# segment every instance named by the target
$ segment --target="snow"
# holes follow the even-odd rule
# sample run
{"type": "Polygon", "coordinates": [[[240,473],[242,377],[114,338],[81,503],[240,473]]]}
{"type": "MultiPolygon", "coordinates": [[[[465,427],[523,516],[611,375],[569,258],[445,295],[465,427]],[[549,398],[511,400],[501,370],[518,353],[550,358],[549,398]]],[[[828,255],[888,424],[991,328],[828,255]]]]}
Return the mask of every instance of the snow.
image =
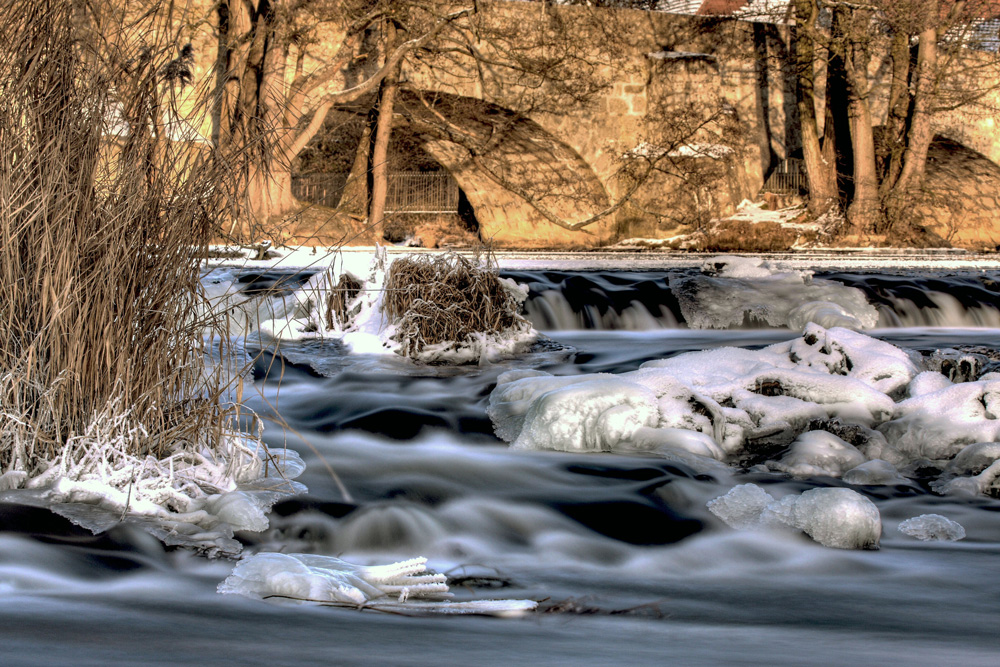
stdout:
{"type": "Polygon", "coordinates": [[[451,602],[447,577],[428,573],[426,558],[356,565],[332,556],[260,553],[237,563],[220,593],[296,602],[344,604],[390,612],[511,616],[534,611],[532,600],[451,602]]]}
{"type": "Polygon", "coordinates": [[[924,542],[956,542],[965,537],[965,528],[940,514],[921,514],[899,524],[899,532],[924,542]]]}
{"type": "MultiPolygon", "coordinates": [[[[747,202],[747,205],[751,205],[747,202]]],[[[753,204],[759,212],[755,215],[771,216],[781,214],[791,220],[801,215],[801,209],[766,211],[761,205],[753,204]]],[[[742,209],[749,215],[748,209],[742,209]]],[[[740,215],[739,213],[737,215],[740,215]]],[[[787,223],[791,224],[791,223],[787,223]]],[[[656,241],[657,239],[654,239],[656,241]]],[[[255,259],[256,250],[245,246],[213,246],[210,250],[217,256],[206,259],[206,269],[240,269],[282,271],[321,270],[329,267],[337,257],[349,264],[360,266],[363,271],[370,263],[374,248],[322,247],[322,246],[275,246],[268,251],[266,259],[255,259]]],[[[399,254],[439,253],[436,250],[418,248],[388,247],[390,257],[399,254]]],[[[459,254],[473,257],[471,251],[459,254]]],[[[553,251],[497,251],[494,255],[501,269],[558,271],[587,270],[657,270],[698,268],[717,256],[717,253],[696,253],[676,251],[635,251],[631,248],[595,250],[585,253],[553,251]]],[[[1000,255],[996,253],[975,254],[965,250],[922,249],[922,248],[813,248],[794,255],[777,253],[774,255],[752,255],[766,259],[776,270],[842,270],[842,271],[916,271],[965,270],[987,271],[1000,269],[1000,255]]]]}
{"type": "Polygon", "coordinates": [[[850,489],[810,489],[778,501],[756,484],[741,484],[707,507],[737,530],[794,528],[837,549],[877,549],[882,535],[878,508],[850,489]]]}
---
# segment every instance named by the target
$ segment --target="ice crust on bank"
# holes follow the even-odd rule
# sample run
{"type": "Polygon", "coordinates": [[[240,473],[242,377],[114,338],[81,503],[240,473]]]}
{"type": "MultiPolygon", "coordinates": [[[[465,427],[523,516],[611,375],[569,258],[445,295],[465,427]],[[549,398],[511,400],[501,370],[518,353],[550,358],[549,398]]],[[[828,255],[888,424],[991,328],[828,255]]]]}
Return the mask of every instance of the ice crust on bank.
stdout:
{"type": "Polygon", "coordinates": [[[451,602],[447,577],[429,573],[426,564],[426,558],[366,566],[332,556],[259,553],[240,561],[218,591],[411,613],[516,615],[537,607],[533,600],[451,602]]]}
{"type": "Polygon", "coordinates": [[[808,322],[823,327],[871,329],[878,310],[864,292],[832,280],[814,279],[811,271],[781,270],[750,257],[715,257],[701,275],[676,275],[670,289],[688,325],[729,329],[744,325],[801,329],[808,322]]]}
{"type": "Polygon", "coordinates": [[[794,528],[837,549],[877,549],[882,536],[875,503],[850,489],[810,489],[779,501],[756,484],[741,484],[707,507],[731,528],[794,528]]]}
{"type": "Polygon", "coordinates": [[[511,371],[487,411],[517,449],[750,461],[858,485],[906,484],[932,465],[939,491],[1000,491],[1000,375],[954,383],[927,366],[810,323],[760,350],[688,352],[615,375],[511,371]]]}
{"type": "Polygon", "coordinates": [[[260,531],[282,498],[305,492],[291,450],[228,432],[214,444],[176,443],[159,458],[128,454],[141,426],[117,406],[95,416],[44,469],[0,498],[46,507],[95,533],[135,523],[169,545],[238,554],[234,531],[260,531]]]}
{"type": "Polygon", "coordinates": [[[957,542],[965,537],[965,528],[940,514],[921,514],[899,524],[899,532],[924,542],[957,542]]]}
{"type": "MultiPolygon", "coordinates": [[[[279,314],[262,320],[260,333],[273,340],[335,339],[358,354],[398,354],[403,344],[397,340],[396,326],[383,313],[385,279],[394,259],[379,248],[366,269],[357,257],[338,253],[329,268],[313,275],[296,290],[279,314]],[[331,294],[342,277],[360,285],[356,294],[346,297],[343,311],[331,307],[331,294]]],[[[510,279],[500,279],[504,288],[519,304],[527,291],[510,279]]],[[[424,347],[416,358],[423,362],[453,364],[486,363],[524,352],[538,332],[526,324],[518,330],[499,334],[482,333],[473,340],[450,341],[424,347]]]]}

Work task:
Among the lines above, find those containing the word "Return" and copy each.

Solved problem:
Return the mask of every instance of the snow.
Return the mask of every instance of the ice crust on bank.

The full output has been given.